→ Problem description
Return all of the data that follows precisely, leaving every image out.

→ Data for processing
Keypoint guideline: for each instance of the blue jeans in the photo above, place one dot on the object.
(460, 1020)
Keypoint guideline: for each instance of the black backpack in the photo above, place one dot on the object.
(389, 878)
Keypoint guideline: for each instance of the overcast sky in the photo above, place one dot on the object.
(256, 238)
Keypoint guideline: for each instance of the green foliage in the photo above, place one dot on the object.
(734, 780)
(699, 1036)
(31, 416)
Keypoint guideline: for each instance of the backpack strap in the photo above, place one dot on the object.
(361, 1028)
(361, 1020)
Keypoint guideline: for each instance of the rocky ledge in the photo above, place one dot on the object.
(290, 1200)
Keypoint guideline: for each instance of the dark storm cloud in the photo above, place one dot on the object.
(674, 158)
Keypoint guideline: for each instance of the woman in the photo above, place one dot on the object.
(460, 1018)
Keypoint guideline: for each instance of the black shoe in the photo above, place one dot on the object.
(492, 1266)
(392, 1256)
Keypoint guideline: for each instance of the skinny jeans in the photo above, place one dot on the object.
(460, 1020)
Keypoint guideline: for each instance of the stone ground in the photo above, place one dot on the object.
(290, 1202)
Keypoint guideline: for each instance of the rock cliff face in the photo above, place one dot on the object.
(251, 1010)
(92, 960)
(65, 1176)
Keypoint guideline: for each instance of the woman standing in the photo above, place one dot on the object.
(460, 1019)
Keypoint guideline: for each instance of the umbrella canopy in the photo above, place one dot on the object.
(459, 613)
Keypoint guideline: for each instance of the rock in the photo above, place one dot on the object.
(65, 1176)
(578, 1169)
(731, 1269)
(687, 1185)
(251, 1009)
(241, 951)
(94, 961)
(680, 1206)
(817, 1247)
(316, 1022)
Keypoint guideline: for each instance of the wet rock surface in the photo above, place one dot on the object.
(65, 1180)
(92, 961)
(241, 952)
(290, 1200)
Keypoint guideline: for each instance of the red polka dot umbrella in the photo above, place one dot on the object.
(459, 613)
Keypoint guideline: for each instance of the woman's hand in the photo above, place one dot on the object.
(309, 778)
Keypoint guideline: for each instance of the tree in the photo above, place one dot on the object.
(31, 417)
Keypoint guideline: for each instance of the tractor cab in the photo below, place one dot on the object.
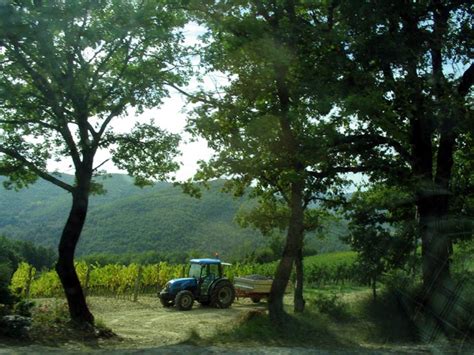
(205, 271)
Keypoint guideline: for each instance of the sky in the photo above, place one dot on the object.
(170, 115)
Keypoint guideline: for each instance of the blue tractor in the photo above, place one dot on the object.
(205, 284)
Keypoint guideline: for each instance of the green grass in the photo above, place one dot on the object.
(331, 258)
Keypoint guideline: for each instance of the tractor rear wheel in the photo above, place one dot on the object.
(184, 300)
(167, 303)
(255, 299)
(223, 295)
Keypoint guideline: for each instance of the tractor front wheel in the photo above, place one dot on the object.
(223, 295)
(184, 300)
(167, 303)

→ Response for this exercise
Keypoint guideline: for each instance of the blue jeans in the photo above, place one dot on the object.
(460, 1020)
Keypoint guideline: for each instance of the black backpack in the photo above, place one dot on the object.
(389, 878)
Keypoint guideline: for each instance of the overcast sky in the photo above, place one dot on the object.
(256, 238)
Keypoint guideline: for each instance of the green foliage in the photo above, place one dot on the object.
(734, 780)
(699, 1036)
(31, 416)
Keypoint guideline: for each instance of the backpack strap in the photo above, place one dot on the object.
(361, 1028)
(361, 1020)
Keypoint guideline: for each instance of the rocky ledge in the photo above, place one dot on the object.
(290, 1200)
Keypoint guideline: for each instance of the dark storm cloud in the photo above, place one dot on the object.
(674, 158)
Keypoint guideline: for each instance of the woman in the photo above, place one dot on the object.
(460, 1018)
Keypoint guideline: for each instance of the black shoe in the photo above, place one dot on the object.
(492, 1266)
(392, 1256)
Keypoint guideline: for each instance of the skinny jeans in the photo above, place one dot on the object.
(460, 1020)
Keypoint guideline: for each instance of the stone ground in the photo above, place one dot on the object.
(290, 1202)
Keypoint guideline: for each instance of the rock cliff face in the photo above, place one dot on the object.
(251, 1010)
(92, 960)
(65, 1176)
Keypoint guideline: for each instance of the woman standing in the photo above, place one dot on the object.
(460, 1019)
Keypoint guideline: for each instance of the umbrella canopy in the photo above, place one dot on the object.
(459, 613)
Keypoint guideline: for each instance of the rock in the photo above, place one dot on the object.
(65, 1176)
(578, 1169)
(731, 1269)
(687, 1185)
(251, 1009)
(241, 951)
(94, 961)
(680, 1206)
(817, 1247)
(316, 1022)
Keypoint guideline: for each instance of the wet rock surface in the photo above, place one dot on the object.
(65, 1180)
(92, 961)
(241, 952)
(290, 1200)
Keypoint guideline: for each instance of the red polka dot umbrella in the photo above, place one dot on the object.
(459, 613)
Keypoint guideline: for each instance of the woman's hand in the photo above, place one dot on the object.
(309, 778)
Keypoint guideline: for each instance of the tree in the photo above, place one dot on the object.
(31, 417)
Keypoint guideline: for each instance of the tractor cab in the photo below, place one dot on the object.
(205, 271)
Keypoint guideline: for each instance of the sky in the photo above, place one dot on the object.
(170, 115)
Keypoint guideline: for each instance of the blue tractor in the photo above, place one dot on the object.
(205, 284)
Keypoint guideline: for each instance of the green grass in the photo above, place one dot on the object.
(331, 258)
Keypoint guideline: for each instance of the tractor rear wheel in the photo above, place one dot on the object.
(184, 300)
(167, 303)
(255, 299)
(223, 295)
Keypoint guideline: for each instance of the tractor front wheel in the photo above, place one dot on the object.
(223, 295)
(184, 300)
(167, 303)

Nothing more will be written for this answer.